Excerpt:
** begin **

Ask experienced techs “What is the most expensive part of a PC?” and they’ll all answer in the same way: “It’s the data.” You can replace any single part of your PC for a few hundred dollars at most, but if you lose critical data—well, let’s just say I know of two small companies that went out of business just because they lost a hard drive full of data.
Data is king; data is your PC’s raison d’être. Losing data is a bad thing, so you need some method to prevent data loss. Of course, you can do backups, but if a hard drive dies, you have to shut down the computer, reinstall a new hard drive, reinstall the operating system, and then restore the backup. There’s nothing wrong with this as long as you can afford the time and cost of shutting down the system.
A better solution, though, would save your data if a hard drive died and enable you to continue working throughout the process. This is possible if you stop relying on a single hard drive and instead use two or more drives to store your data. Sounds good, but how do you do this? Well, first of all, you could install some fancy hard drive controller that reads and writes data to two hard drives simultaneously (see Figure 9-12). The data on each drive would always be identical. One drive would be the primary drive and the other drive, called the mirror drive, would not be used unless the primary drive failed. This process of reading and writing data at the same time to two drives is called disk mirroring.

** end **

Data block:
** begin **

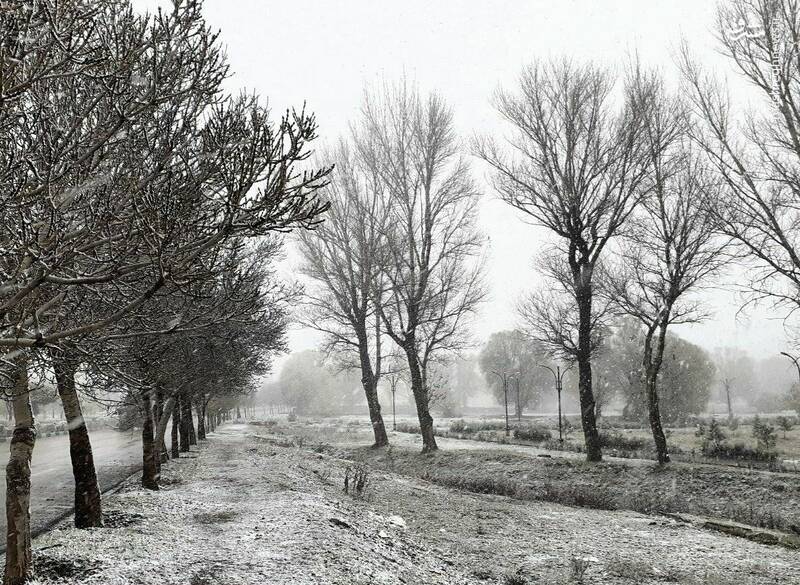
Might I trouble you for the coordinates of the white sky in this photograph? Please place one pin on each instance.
(324, 51)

** end **

Given instruction: Reproduce the entire passage on protecting data with disk mirroring, word for word. The listing isn't needed for this.

Response to this task:
Ask experienced techs “What is the most expensive part of a PC?” and they’ll all answer in the same way: “It’s the data.” You can replace any single part of your PC for a few hundred dollars at most, but if you lose critical data—well, let’s just say I know of two small companies that went out of business just because they lost a hard drive full of data.
Data is king; data is your PC’s raison d’être. Losing data is a bad thing, so you need some method to prevent data loss. Of course, you can do backups, but if a hard drive dies, you have to shut down the computer, reinstall a new hard drive, reinstall the operating system, and then restore the backup. There’s nothing wrong with this as long as you can afford the time and cost of shutting down the system.
A better solution, though, would save your data if a hard drive died and enable you to continue working throughout the process. This is possible if you stop relying on a single hard drive and instead use two or more drives to store your data. Sounds good, but how do you do this? Well, first of all, you could install some fancy hard drive controller that reads and writes data to two hard drives simultaneously (see Figure 9-12). The data on each drive would always be identical. One drive would be the primary drive and the other drive, called the mirror drive, would not be used unless the primary drive failed. This process of reading and writing data at the same time to two drives is called disk mirroring.